Where have the words gone? Where has the story gone? Where has the context gone?
As opposed to reading a story or have somebody having a plain conversation, we have lost ourselves in the hype of telegraphic communication. As technologies become advanced, sophisticated and affordable, it should allow for relaxed communication. By relaxed, I mean use of analogies, metaphors, comparisons etc…Because it is then possible to live the moment, reflect on your experience of life, reflect on the author’s (or the speaker’s) experience of life, have a “wah” moment and build mutual rapport – either interactive (speaking-listening) or non-interactive (reading).
Instead, we have given ourselves to believing that we don’t have time, words are expensive, story-tellers are boring and have permanently taken on the “cut to the chase” attitude.
SMS for example is great but has made people forget the beauty of words and sentences…kids have forgotten to spell words correctly.

Collection entries:
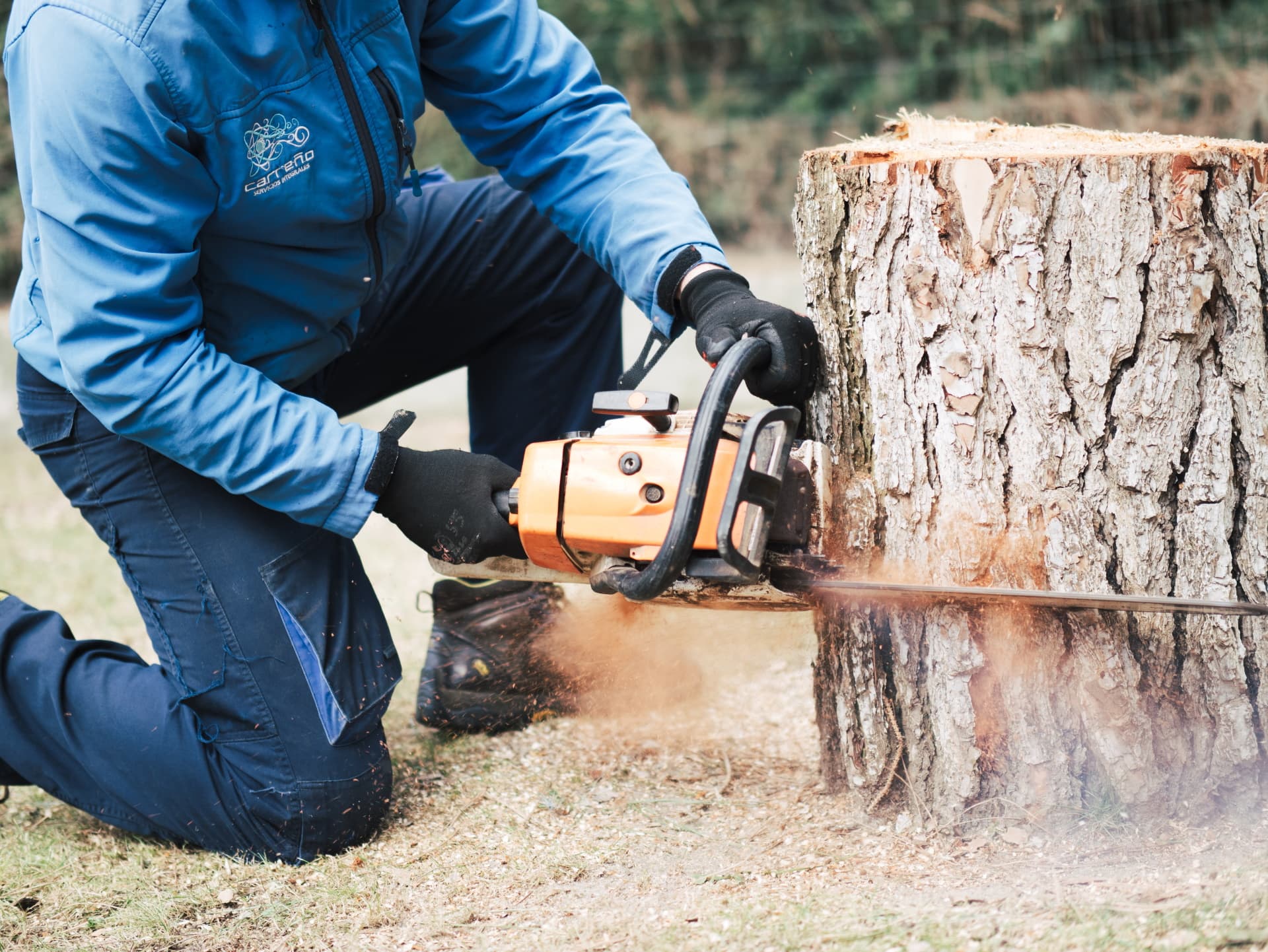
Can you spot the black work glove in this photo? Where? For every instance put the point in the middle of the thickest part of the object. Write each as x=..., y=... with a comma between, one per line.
x=443, y=501
x=724, y=310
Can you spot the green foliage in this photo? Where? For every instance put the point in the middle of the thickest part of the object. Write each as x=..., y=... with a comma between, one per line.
x=752, y=57
x=732, y=90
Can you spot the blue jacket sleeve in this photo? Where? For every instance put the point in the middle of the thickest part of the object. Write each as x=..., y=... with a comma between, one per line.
x=526, y=98
x=117, y=198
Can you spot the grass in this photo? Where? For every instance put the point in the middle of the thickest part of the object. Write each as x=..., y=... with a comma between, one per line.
x=602, y=832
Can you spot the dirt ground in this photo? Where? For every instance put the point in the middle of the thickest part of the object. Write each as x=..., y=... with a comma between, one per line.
x=680, y=811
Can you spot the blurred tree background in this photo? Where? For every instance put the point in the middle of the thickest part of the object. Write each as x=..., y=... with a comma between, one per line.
x=734, y=90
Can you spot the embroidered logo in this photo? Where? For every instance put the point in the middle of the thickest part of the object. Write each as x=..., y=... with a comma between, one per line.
x=264, y=140
x=265, y=143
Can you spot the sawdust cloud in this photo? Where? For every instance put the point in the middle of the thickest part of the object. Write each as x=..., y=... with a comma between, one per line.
x=632, y=660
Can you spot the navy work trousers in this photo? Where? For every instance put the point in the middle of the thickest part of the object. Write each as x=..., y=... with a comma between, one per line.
x=258, y=733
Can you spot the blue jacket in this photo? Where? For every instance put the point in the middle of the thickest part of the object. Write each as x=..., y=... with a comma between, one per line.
x=209, y=189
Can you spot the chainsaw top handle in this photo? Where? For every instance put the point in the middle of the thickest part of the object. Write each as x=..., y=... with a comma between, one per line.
x=647, y=584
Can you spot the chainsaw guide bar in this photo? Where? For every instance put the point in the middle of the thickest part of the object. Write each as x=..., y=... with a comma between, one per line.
x=1028, y=597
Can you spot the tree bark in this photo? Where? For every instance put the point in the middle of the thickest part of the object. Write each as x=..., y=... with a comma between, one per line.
x=1045, y=366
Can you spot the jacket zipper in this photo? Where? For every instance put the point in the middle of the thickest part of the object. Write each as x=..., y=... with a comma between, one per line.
x=390, y=102
x=378, y=193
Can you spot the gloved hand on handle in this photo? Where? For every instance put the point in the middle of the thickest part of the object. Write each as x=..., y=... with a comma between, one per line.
x=443, y=501
x=723, y=310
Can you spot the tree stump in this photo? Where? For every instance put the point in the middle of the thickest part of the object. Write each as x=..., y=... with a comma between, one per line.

TASKS TO COMPLETE
1 – Reproduce the portion of the text on lost words and stories starting at "Instead, we have" and ending at "spell words correctly.", switching "SMS" to "texting".
2 – Condense the paragraph of the text on lost words and stories that begins "As opposed to reading a story", keeping its main points.

EXPECTED RESULTS
1 –
Instead, we have given ourselves to believing that we don’t have time, words are expensive, story-tellers are boring and have permanently taken on the “cut to the chase” attitude.
texting for example is great but has made people forget the beauty of words and sentences…kids have forgotten to spell words correctly.

2 –
Instead of reading stories or holding plain conversations, we have lost ourselves in the hype of telegraphic communication. Advanced, sophisticated and affordable technologies should allow relaxed communication, using analogies, metaphors and comparisons. Such communication makes it possible to:
- live the moment
- reflect on one's own experience of life and on the author's or speaker's
- have a "wah" moment
- build mutual rapport, whether interactive (speaking-listening) or non-interactive (reading)